WORK REQUEST >>
"Trace" appears in how many lines of the entries? State only the number.

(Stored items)
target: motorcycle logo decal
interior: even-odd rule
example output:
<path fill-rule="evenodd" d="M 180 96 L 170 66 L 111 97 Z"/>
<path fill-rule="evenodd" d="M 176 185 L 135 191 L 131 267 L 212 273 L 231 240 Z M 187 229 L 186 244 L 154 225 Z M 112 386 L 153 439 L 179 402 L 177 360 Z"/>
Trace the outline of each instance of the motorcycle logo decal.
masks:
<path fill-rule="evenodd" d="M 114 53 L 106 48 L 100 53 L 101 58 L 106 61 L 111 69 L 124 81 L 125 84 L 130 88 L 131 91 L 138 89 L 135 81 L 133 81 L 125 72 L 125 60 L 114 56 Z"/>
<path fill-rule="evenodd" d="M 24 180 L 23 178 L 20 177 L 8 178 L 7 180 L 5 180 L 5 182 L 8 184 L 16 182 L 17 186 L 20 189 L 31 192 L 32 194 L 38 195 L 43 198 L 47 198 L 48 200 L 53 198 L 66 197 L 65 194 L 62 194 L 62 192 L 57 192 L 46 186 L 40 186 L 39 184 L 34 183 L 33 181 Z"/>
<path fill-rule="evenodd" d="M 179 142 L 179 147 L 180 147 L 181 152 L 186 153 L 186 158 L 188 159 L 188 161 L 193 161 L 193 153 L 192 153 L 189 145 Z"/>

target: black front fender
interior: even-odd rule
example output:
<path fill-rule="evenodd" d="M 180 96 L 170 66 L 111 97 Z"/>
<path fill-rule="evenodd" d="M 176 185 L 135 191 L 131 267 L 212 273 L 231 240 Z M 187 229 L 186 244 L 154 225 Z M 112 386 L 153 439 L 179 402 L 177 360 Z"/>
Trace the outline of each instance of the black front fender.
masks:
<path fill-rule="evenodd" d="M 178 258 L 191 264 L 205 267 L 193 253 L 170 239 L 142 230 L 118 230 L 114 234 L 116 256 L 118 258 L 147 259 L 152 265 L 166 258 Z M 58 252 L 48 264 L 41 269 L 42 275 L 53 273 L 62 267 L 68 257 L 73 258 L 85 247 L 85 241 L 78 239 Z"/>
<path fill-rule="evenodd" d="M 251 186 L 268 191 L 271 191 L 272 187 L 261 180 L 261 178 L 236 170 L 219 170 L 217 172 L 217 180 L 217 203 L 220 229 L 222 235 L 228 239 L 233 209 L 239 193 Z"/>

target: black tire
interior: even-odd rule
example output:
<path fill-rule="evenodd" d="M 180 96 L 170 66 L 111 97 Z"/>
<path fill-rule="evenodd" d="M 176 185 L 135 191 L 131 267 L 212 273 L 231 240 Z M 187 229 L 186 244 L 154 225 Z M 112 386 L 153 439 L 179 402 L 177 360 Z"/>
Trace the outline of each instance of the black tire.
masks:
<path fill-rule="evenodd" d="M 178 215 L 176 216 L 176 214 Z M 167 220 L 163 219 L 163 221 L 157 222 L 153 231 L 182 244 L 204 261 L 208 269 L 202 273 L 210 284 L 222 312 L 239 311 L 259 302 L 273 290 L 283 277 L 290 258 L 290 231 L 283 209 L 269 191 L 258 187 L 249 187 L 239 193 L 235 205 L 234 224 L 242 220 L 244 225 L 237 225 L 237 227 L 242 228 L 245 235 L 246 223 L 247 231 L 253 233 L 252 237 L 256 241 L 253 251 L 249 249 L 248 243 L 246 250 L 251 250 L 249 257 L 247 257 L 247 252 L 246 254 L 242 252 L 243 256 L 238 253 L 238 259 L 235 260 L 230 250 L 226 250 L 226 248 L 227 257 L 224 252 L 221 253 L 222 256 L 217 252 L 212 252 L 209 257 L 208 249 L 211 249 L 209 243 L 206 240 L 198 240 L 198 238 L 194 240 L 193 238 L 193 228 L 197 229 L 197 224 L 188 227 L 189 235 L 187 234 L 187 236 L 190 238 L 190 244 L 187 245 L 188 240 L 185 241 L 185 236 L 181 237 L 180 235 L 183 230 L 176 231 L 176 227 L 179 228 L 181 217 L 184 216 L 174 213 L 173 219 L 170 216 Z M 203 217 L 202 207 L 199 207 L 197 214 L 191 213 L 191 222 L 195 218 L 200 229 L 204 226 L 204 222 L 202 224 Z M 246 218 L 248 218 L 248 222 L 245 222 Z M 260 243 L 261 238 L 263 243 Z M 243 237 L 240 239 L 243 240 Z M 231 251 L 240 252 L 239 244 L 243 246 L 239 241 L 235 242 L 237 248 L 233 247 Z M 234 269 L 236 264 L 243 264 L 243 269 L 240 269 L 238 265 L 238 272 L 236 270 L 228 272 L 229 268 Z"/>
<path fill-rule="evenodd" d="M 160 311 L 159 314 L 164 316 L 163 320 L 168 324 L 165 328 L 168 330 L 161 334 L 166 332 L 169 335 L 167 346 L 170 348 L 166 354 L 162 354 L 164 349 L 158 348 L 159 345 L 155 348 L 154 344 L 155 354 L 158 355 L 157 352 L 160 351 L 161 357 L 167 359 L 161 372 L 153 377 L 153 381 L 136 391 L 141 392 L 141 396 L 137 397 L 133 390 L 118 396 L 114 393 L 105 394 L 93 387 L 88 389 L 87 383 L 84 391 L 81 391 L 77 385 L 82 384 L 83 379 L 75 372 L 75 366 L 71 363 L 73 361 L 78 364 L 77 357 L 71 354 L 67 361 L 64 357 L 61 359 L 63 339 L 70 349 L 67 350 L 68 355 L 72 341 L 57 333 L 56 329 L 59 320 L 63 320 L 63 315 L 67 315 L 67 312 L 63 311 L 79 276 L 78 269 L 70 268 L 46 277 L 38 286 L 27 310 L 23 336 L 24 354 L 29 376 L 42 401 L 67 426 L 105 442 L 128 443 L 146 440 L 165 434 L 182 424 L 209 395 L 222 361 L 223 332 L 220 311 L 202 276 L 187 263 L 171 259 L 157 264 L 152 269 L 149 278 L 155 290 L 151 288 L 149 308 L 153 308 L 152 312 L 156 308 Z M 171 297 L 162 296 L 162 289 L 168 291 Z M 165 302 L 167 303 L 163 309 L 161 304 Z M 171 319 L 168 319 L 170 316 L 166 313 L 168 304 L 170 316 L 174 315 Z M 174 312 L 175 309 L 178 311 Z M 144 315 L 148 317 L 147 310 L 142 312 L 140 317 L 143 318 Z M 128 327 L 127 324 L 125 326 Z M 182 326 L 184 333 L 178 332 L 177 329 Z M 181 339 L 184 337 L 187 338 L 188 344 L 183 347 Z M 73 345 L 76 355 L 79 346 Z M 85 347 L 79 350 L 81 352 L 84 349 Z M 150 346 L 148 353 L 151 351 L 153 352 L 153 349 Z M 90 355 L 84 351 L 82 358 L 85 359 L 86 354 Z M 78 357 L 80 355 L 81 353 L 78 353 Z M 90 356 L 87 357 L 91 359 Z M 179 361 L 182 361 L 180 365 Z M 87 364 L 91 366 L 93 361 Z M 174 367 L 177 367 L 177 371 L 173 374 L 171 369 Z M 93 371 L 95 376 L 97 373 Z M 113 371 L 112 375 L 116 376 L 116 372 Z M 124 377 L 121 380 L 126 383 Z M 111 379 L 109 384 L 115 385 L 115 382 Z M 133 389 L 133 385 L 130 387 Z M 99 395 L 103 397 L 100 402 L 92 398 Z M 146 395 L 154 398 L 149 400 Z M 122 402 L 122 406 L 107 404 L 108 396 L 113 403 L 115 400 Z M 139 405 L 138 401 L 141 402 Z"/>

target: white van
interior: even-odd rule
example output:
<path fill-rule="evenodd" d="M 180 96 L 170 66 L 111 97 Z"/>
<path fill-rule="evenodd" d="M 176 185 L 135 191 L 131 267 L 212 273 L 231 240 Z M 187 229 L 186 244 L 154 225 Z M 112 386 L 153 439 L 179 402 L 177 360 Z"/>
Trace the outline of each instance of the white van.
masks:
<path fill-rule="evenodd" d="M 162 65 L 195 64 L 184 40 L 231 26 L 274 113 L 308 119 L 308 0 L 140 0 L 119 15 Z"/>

ANSWER AREA >>
4